• **EXERCISE AIM**
Return every line of the records below that contains the string "front", copying each such line in full.

• **DATA TO USE**
▼
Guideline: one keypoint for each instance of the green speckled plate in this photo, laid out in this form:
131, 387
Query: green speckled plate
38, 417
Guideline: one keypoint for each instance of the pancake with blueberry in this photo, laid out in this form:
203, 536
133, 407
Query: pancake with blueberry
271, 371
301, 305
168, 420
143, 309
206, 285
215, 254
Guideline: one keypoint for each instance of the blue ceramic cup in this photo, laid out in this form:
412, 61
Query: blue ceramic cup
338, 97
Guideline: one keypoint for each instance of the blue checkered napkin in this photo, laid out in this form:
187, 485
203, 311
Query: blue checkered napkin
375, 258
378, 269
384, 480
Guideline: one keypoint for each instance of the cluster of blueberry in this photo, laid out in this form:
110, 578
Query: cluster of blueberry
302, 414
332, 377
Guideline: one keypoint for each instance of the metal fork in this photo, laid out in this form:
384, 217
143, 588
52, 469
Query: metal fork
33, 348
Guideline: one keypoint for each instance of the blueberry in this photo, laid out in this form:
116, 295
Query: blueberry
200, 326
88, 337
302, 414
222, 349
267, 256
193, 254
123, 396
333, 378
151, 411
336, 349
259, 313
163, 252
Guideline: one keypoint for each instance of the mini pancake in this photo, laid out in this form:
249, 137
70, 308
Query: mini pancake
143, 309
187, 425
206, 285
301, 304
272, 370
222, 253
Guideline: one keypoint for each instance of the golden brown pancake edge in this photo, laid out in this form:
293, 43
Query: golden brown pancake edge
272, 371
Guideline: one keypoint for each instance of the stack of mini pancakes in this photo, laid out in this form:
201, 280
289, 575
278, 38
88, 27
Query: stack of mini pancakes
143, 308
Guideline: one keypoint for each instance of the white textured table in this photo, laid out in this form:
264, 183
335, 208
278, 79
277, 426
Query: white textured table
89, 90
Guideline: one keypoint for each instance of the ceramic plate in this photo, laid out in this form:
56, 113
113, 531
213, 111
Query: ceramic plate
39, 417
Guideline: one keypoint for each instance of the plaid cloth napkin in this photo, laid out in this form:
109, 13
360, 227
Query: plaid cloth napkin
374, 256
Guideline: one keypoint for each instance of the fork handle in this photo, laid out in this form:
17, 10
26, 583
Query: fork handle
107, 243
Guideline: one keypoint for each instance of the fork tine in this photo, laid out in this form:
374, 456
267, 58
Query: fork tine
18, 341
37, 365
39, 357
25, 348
▲
▼
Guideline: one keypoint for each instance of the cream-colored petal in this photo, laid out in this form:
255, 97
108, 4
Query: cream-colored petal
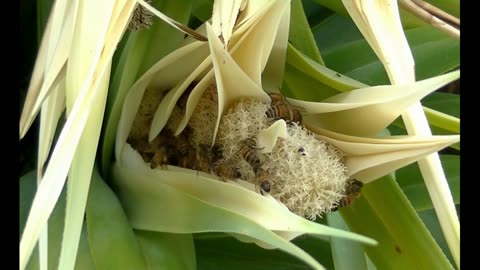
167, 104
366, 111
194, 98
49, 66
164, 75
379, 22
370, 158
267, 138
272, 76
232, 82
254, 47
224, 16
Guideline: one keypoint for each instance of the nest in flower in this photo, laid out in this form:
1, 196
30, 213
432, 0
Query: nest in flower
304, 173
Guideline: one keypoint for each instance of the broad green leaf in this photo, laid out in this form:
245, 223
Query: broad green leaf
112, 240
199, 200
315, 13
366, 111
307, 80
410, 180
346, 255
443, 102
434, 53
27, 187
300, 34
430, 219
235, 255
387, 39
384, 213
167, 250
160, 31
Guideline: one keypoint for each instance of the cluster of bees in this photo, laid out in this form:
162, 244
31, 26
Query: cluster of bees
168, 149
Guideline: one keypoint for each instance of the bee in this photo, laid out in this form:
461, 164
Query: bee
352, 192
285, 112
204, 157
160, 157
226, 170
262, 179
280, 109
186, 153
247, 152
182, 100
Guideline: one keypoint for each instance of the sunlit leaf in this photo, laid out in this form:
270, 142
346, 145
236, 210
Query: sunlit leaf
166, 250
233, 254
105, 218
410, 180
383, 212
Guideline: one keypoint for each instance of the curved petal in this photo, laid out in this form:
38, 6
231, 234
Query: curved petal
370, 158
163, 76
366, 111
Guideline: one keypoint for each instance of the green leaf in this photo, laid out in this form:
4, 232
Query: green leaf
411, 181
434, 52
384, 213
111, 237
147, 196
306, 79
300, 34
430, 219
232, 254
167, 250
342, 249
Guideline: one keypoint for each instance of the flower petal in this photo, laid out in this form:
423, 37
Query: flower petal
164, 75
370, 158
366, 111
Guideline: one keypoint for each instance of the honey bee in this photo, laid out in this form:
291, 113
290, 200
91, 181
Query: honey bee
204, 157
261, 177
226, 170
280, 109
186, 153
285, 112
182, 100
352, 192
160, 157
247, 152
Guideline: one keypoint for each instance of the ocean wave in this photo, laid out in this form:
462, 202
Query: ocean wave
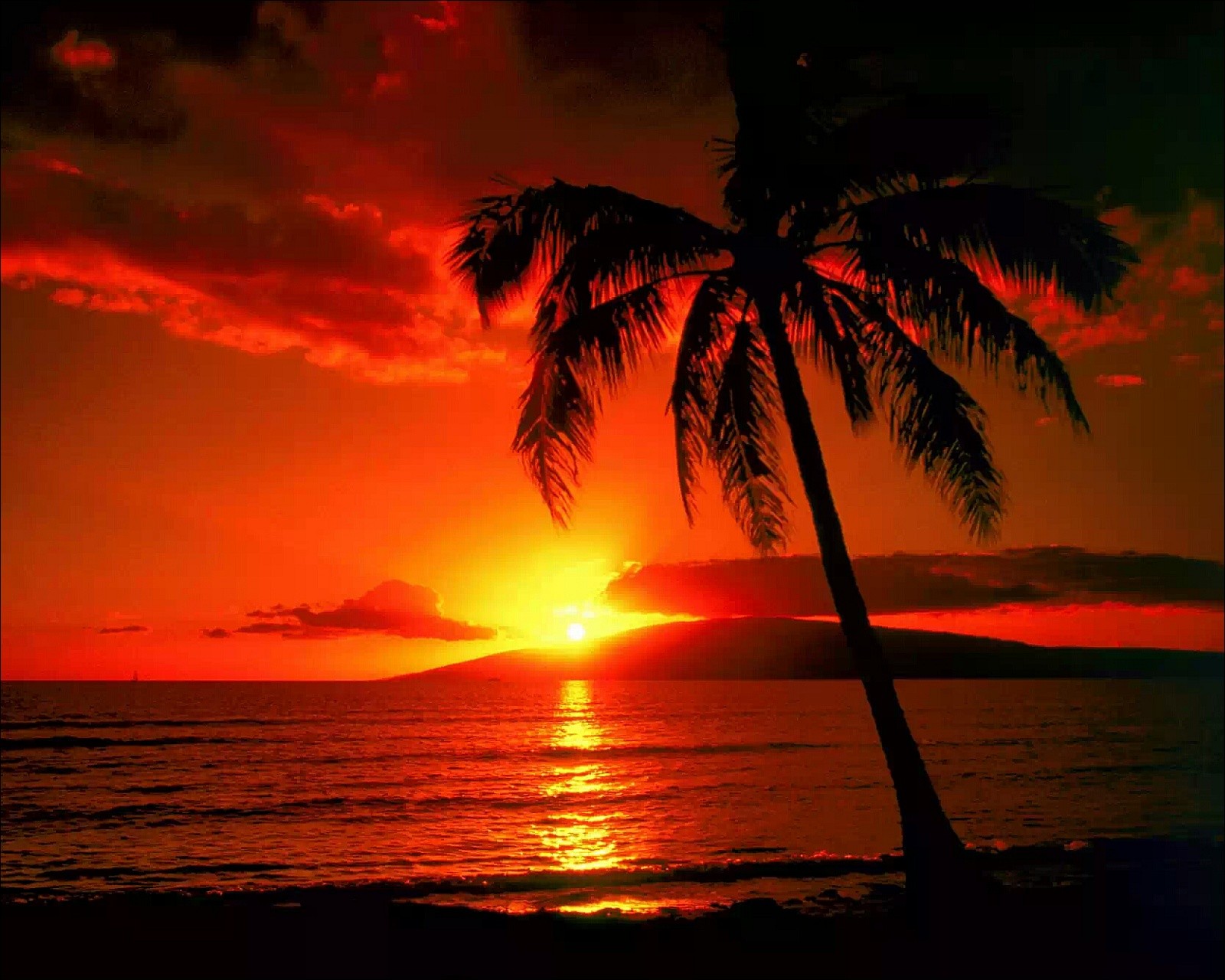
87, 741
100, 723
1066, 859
▲
▼
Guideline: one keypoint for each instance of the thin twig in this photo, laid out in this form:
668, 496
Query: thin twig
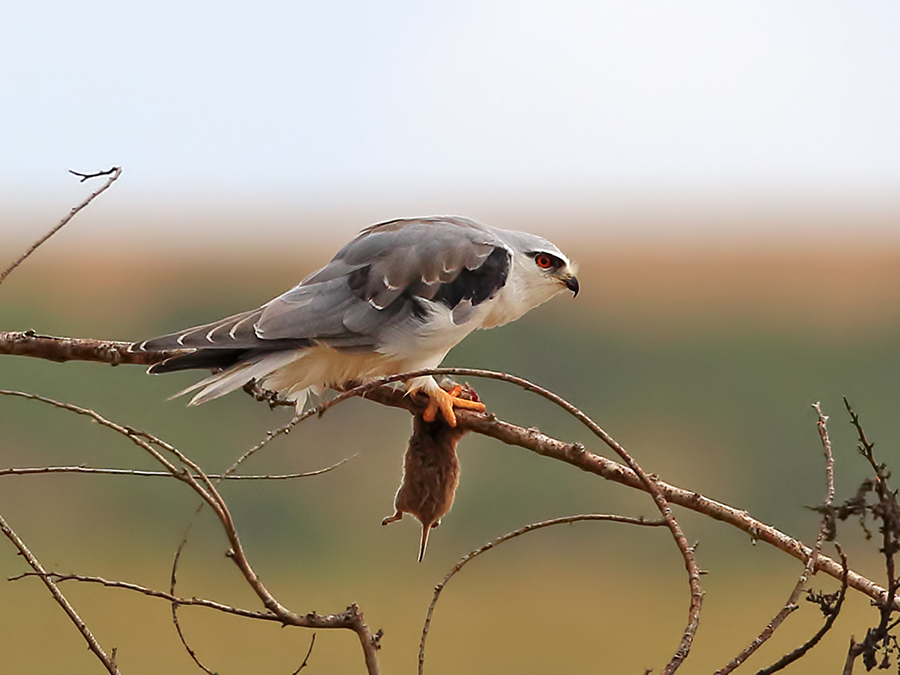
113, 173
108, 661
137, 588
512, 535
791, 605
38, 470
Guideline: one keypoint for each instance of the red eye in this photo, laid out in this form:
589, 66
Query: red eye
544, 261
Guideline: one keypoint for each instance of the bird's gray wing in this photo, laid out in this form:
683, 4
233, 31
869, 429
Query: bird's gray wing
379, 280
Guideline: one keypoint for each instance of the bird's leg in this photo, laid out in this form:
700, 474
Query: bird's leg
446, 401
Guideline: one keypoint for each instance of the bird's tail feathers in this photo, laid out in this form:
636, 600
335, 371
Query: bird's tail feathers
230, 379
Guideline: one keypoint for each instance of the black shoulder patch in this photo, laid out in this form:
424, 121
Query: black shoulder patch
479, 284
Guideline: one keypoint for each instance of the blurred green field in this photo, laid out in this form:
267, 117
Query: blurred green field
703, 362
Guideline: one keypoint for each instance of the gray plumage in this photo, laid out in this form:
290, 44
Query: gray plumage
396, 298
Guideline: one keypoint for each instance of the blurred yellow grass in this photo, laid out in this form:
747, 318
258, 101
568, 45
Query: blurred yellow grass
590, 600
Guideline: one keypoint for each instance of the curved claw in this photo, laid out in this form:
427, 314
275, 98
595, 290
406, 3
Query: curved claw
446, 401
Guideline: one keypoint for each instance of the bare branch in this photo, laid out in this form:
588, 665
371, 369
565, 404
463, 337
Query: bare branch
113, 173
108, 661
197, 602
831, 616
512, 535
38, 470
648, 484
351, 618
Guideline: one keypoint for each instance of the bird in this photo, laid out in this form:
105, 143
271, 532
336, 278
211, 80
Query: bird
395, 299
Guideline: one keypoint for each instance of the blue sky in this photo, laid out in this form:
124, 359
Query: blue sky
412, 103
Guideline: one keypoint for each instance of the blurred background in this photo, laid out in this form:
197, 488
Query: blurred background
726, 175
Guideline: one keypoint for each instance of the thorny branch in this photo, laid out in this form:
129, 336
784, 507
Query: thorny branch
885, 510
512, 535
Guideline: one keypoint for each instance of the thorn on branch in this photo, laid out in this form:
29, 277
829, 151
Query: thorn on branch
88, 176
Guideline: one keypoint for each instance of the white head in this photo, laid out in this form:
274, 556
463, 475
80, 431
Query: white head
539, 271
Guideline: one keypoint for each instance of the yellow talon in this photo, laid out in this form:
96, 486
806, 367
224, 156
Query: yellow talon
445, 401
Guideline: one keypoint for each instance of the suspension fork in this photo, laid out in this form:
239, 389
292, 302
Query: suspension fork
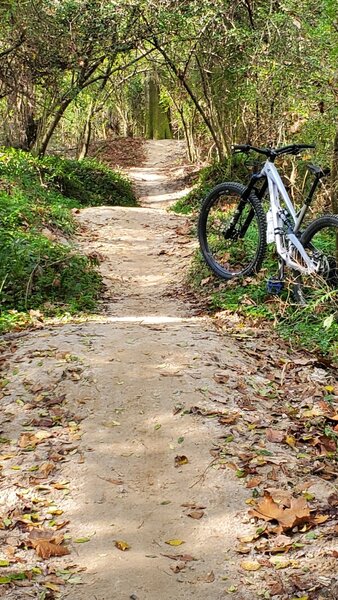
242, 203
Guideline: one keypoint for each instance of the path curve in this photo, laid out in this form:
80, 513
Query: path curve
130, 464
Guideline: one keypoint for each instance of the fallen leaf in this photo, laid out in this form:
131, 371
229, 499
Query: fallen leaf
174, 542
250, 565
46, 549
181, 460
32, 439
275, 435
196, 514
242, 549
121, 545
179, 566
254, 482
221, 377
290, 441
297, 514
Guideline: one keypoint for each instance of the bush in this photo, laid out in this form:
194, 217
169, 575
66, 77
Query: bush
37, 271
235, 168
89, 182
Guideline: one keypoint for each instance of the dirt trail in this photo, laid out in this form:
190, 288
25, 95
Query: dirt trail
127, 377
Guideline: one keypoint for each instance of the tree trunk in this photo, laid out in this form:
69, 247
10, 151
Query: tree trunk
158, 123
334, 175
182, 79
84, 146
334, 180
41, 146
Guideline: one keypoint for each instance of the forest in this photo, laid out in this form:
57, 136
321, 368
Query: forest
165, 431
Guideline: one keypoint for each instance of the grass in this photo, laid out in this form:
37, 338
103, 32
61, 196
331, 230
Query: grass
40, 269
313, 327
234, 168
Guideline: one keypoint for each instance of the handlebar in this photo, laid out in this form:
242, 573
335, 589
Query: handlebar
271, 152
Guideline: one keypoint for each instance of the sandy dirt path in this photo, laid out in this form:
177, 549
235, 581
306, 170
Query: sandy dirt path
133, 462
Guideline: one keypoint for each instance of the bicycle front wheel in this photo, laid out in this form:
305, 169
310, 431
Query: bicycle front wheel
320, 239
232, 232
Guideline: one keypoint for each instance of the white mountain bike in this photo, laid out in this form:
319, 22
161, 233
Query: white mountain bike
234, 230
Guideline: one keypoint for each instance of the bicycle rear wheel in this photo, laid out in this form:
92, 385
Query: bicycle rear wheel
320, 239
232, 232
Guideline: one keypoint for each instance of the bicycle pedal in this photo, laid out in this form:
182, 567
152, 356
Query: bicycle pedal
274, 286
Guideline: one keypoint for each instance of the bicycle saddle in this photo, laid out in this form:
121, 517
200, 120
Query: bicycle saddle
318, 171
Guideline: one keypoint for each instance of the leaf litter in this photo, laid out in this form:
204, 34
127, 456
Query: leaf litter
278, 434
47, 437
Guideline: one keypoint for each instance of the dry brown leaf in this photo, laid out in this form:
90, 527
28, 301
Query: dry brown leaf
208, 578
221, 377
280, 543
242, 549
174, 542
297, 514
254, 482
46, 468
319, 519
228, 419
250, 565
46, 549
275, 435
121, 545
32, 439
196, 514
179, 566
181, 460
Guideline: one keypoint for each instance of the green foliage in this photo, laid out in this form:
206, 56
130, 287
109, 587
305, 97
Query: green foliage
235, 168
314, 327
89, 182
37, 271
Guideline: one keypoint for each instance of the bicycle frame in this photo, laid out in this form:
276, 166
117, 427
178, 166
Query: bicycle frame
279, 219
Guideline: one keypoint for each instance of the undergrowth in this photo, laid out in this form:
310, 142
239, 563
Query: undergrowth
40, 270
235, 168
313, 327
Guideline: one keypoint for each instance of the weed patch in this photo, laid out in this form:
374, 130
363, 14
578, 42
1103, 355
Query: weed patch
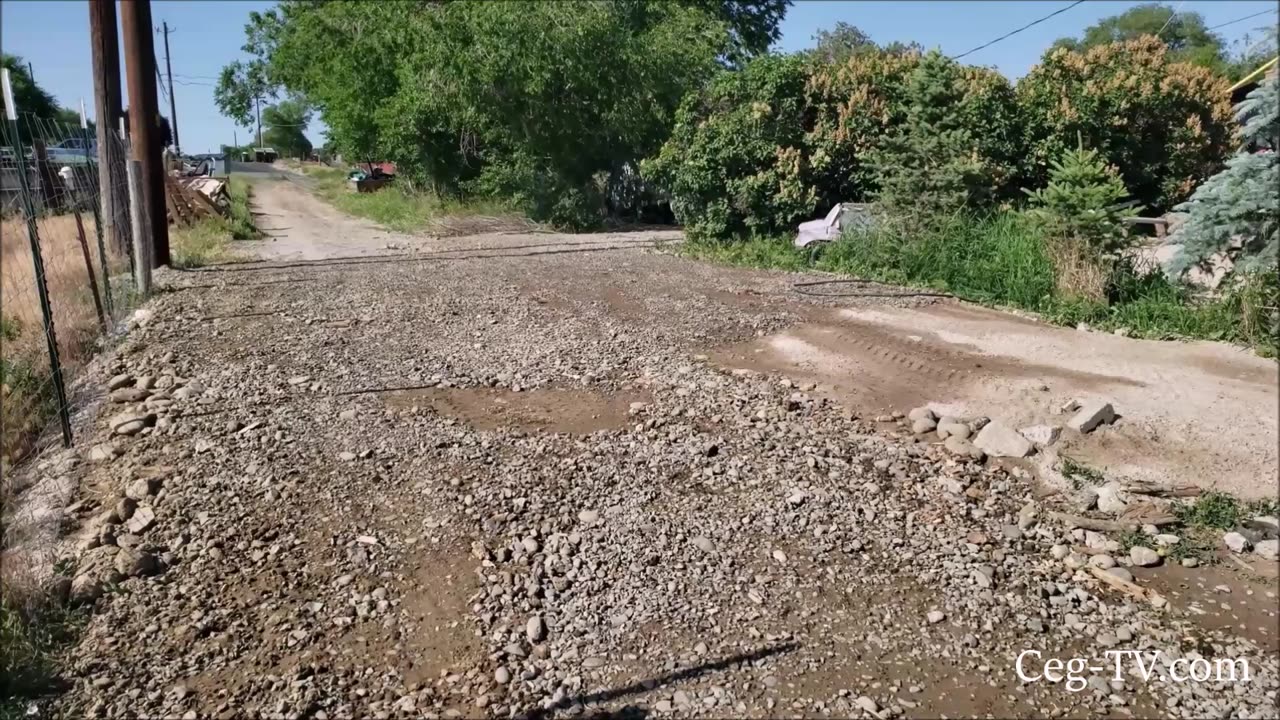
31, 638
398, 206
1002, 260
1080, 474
▲
• **RESPONSE FOR THIS EXERCISE**
Guideline: one keypoint for each instance of the bicycle front wheel in this photo, laid out in this form:
Query: bicycle front wheel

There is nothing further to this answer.